### Given text ###
We’ve been exploring, relishing, embracing the claim that the God of the universe entered history through the human life of Jesus of Nazareth. Matthew and Luke make that claim through birth stories and their match with the words, wonders, and lived life of the grown-up Jesus. John makes it directly when he proclaims that the divine Word of creation “became flesh and lived among us” and then backs it up with the signs, self-identification, and glory-radiating death of Jesus (Incidentally, we could have done this with the Gospel of Mark, too.)
That’s a lot to do! Congratulations on some awfully good reading and thinking!
Now two things remain for us:
We need a session to get our head and heart around incarnation, so let’s read!
Two things to recognize together as we begin:
1. The claim of incarnation doesn’t stop with the last word of John’s Gospel. It winds its way through the 27 books of the New Testament.
2. These multiple claims picture incarnation variously, so nuance becomes a category for us.
To put the data in play, let’s make our way through key passages, then we’ll compare and contrast the picture they paint
Below is a list of a very uncomprehensive, but representative list of incarnation-related passages outside Matthew, Luke, and John.
### Dataset content ###
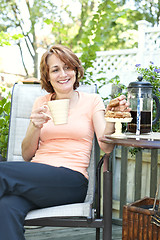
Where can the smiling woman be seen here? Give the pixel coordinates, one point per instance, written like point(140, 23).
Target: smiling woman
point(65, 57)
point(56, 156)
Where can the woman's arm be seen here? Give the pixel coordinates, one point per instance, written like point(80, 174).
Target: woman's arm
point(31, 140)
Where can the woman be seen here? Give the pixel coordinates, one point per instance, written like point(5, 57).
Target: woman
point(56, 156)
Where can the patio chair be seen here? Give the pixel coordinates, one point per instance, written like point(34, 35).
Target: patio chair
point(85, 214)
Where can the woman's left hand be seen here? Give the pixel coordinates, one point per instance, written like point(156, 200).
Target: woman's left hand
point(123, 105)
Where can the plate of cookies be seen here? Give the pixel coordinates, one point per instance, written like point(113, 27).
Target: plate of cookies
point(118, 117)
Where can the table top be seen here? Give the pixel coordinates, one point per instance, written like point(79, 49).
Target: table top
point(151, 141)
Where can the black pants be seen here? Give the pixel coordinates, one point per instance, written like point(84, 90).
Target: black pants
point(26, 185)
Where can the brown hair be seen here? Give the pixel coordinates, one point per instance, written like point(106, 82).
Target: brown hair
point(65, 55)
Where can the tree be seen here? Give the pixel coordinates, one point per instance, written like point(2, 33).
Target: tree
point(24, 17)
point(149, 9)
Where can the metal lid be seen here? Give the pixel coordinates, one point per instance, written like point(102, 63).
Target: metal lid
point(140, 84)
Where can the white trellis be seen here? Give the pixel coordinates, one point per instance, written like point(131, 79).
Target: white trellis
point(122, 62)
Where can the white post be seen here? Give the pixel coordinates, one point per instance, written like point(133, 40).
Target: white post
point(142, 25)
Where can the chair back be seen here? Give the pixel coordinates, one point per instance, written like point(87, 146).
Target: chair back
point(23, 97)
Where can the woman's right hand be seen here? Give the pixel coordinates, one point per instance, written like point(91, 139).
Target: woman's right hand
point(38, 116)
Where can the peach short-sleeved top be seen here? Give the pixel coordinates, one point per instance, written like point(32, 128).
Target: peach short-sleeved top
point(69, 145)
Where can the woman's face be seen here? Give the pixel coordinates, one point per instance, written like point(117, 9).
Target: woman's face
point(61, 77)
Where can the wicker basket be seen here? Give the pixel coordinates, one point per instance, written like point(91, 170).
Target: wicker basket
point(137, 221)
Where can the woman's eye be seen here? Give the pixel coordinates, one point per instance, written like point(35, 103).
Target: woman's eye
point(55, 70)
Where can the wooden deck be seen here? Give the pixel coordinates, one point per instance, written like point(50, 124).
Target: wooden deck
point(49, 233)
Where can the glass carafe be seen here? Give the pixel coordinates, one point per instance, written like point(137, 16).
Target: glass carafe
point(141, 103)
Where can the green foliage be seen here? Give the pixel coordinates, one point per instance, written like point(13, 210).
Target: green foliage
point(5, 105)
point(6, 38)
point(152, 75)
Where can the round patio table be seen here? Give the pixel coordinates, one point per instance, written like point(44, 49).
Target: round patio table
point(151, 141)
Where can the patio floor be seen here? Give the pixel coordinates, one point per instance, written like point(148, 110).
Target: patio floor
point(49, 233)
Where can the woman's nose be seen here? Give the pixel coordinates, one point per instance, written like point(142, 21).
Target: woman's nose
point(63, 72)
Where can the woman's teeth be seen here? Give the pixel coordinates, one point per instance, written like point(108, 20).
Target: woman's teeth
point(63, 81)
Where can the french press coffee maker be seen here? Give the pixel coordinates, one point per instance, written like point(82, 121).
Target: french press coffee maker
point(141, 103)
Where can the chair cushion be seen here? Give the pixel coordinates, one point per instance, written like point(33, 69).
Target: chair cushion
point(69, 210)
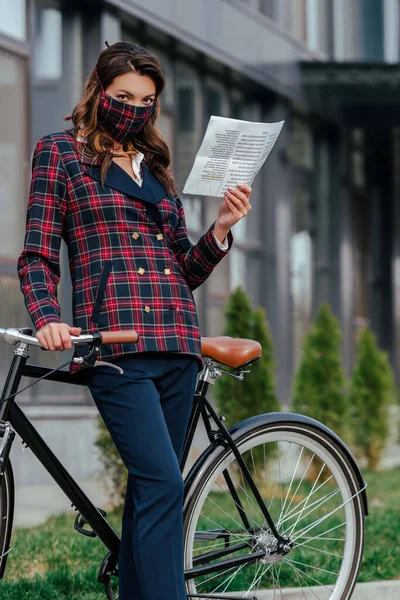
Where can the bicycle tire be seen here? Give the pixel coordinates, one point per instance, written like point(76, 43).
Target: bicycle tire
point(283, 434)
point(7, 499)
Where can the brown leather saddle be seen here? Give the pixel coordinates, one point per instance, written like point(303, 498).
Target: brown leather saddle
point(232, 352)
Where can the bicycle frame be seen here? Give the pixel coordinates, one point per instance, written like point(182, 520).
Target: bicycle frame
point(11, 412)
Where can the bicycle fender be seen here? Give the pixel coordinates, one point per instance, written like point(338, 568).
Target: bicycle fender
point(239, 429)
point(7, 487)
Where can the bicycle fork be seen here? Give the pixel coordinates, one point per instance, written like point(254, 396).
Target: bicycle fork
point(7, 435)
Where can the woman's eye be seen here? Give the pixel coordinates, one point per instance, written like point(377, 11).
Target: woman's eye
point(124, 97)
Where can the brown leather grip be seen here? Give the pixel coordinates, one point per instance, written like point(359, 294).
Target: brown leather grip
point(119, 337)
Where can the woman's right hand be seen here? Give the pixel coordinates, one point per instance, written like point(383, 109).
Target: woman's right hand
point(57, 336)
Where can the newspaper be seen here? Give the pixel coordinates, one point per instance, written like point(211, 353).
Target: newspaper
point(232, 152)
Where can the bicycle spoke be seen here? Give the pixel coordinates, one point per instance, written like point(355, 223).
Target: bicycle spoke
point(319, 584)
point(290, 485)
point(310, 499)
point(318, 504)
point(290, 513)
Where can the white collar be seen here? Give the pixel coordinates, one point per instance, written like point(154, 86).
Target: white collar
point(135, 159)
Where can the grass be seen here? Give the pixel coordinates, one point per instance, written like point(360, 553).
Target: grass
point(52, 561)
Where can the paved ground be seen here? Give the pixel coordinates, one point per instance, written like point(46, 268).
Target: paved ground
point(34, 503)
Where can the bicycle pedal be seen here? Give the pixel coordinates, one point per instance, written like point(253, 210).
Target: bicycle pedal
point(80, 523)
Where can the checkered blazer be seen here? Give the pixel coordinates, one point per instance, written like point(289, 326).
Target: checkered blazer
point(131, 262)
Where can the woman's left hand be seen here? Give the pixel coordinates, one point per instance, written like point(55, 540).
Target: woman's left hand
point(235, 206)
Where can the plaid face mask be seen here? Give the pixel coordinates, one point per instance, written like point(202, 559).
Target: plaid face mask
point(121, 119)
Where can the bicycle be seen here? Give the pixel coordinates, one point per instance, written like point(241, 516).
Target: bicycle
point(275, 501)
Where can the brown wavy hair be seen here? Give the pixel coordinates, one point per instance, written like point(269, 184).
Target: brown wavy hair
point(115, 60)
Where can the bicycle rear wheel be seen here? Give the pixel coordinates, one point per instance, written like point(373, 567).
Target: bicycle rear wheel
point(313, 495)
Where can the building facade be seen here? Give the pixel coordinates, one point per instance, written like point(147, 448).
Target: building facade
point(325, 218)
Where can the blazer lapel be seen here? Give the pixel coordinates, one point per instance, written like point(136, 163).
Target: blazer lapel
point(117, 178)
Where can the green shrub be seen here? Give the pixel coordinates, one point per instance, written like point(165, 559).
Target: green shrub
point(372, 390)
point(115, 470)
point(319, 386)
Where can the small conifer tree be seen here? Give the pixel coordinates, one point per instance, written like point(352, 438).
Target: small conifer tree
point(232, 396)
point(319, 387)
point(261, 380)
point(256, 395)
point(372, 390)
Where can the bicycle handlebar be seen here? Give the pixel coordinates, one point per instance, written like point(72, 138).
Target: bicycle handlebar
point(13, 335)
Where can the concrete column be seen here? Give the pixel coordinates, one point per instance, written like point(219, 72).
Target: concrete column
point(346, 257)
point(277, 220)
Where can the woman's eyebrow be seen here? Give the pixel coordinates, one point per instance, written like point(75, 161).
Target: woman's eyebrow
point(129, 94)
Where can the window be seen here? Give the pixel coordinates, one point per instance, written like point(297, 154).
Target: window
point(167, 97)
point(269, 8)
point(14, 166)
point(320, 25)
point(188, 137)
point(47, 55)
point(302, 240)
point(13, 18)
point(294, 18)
###
Challenges
1. Return the passage on the incarnation word for word, starting with "We’ve been exploring, relishing, embracing" and going on through "of Mark, too.)".
2. Supply the next part of the passage on the incarnation, picking up after its final sentence.

Expected answers
1.
We’ve been exploring, relishing, embracing the claim that the God of the universe entered history through the human life of Jesus of Nazareth. Matthew and Luke make that claim through birth stories and their match with the words, wonders, and lived life of the grown-up Jesus. John makes it directly when he proclaims that the divine Word of creation “became flesh and lived among us” and then backs it up with the signs, self-identification, and glory-radiating death of Jesus (Incidentally, we could have done this with the Gospel of Mark, too.)

2.
The second Gospel never says outright that Jesus is God. Its favorite title is “Son of God” which it asserts at the beginning (with Mark’s announcement that his Gospel is “the beginning of the good news about Jesus Christ, the Son of God” – 1.1) and end (with the centurion’s recognition at the foot of the cross, “Surely this man is the Son of God.” – 15.39) Between those two claims God himself (baptism and transfiguration – 1.11 and 9.7) confirm this status.
If Mark doesn’t have Jesus or any character claim that Jesus is God, there are nonetheless insinuations. For example…
Preachers quote poetry. It happens a lot, because the beauty and illustrative value work for many congregants. The Apostle Paul was a pastor and a preacher. In his letter to the church in Philippi, Pastor Paul wants that community to come together, instead of splintering, under the pressure they’re receiving from their neighbors in town. (1.28) So to illustrate the attitudes and actions that will help them to stay close and unified, Preacher Paul quotes an early Christian hymn that he and they have probably sung together. In it, we hear of a God-equal Jesus.
In your relationships with one another, have the same mindset as Christ Jesus:
Who, being in very nature God,
did not consider equality with God something to be used to his own advantage;
rather, he made himself nothing
by taking the very nature[b] of a servant,
being made in human likeness.
And being found in appearance as a man,
he humbled himself
by becoming obedient to death—
even death on a cross!
Therefore God exalted him to the highest place
and gave him the name that is above every name,
that at the name of Jesus every knee should bow,
in heaven and on earth and under the earth,
and every tongue acknowledge that Jesus Christ is Lord,
to the glory of God the Father. (Philippians 2.5-11)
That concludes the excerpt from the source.